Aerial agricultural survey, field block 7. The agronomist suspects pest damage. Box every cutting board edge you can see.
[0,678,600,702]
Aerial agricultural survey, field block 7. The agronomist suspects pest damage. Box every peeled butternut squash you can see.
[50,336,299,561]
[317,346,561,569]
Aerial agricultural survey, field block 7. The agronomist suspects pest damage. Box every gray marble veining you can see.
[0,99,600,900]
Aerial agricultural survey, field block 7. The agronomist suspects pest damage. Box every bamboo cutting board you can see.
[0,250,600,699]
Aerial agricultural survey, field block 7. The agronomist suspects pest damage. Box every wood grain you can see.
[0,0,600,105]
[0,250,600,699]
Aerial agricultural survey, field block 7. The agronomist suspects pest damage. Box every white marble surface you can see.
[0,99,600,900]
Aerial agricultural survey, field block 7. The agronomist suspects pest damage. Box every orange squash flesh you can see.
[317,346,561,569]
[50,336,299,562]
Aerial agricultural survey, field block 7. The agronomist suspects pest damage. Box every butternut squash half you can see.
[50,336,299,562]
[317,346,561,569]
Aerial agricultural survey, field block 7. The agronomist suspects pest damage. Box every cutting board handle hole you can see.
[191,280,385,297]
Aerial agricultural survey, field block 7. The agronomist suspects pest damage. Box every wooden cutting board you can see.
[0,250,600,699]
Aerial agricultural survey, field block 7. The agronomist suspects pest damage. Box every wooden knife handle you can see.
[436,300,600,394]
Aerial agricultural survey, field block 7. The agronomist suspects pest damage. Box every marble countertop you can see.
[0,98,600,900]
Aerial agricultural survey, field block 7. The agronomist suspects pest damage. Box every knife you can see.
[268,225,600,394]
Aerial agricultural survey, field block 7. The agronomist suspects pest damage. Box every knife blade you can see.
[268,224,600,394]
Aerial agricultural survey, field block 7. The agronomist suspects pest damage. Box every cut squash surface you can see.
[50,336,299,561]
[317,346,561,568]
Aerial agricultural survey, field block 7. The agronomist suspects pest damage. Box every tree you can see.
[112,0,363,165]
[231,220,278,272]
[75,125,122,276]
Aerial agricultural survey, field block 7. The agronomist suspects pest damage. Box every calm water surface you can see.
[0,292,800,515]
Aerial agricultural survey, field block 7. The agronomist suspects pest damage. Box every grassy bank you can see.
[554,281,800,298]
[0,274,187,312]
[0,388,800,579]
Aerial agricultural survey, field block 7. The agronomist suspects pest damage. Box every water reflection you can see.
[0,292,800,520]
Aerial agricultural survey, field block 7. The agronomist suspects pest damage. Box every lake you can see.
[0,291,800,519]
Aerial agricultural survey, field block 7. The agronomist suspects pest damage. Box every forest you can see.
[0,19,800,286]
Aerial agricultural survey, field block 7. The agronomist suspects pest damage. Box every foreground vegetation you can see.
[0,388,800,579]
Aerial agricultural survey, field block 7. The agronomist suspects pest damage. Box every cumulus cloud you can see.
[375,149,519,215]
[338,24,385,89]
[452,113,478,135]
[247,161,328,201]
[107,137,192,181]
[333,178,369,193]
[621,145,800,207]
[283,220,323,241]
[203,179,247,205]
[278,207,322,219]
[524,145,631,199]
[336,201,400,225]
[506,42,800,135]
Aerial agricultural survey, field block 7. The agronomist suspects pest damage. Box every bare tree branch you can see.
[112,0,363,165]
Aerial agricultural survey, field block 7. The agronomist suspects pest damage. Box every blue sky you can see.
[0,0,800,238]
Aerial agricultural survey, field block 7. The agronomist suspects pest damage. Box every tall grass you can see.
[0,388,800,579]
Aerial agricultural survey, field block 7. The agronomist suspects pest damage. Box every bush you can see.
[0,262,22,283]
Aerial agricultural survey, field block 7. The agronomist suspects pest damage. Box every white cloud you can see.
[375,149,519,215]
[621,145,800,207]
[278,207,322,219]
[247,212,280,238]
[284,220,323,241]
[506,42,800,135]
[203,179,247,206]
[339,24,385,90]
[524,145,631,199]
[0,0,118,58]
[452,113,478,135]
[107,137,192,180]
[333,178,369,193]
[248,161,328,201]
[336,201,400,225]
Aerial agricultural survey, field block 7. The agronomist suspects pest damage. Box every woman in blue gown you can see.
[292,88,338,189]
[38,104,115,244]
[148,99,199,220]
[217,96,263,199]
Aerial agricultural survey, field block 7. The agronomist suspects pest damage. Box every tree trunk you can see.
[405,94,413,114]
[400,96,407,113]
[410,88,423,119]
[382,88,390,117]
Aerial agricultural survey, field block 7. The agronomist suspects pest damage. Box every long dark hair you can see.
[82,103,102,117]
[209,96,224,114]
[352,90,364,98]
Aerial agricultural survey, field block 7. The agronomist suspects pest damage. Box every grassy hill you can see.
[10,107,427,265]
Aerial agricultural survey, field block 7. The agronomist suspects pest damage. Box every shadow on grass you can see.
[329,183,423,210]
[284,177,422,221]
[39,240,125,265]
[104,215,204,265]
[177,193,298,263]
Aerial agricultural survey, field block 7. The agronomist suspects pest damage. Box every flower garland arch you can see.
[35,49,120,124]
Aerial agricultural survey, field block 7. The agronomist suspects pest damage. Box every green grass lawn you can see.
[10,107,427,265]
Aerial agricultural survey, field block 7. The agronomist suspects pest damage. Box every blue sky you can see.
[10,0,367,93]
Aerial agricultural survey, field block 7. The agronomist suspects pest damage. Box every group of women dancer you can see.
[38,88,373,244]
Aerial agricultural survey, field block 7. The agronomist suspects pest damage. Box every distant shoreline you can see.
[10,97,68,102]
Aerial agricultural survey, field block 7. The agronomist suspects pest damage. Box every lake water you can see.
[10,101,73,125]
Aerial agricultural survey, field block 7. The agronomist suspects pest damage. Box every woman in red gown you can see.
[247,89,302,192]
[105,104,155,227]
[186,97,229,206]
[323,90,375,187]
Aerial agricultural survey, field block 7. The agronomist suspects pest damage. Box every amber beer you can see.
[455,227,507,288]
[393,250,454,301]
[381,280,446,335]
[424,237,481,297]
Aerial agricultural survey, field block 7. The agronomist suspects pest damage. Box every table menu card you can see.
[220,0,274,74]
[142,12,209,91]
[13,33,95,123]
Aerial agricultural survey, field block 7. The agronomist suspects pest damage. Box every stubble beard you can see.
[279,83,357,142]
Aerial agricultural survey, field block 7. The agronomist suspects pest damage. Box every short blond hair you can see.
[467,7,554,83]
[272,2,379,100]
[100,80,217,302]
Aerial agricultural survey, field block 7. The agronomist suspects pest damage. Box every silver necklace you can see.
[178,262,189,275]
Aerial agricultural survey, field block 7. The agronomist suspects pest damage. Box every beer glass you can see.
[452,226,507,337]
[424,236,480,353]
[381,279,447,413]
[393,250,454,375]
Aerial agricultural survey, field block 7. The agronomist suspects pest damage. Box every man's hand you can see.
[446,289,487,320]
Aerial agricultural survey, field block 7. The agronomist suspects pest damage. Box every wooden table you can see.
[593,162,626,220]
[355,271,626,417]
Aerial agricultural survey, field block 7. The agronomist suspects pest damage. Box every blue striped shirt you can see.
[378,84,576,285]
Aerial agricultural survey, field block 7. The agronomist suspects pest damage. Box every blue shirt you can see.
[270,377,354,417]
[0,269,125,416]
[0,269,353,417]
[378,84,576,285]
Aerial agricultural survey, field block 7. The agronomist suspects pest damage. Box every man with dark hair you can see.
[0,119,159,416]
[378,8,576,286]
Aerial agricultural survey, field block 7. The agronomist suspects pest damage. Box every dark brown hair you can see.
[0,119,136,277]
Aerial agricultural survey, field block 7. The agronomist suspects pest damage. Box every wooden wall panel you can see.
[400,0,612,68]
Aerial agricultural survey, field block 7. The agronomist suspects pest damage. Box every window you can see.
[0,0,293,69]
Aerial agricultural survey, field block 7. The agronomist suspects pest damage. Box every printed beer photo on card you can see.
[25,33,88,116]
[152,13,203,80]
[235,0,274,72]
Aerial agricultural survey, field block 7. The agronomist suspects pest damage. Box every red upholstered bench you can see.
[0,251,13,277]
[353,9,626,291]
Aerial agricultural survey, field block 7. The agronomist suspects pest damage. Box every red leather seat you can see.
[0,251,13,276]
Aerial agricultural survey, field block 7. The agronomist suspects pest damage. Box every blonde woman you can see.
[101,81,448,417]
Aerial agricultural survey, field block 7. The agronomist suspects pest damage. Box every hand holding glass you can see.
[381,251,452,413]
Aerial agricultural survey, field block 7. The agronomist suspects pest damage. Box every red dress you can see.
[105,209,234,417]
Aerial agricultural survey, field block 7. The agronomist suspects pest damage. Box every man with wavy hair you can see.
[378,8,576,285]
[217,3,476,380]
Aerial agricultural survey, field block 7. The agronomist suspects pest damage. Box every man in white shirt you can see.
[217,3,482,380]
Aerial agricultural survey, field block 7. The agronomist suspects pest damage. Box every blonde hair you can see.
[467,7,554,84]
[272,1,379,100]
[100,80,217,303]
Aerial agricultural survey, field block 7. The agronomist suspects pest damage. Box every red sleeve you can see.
————————
* DESCRIPTION OF THE TASK *
Copy the lines above, starting with the line that contains "lawn you can see." and ending with the line that contains "[10,0,367,93]".

* OUTPUT BELOW *
Aerial agricultural survey, field block 7. The agronomist suspects pest damage. Box every green grass lawn you can see.
[10,107,427,265]
Aerial agricultural survey, field block 7. The agronomist suspects pest damage. Box every blue sky you can see.
[10,0,367,93]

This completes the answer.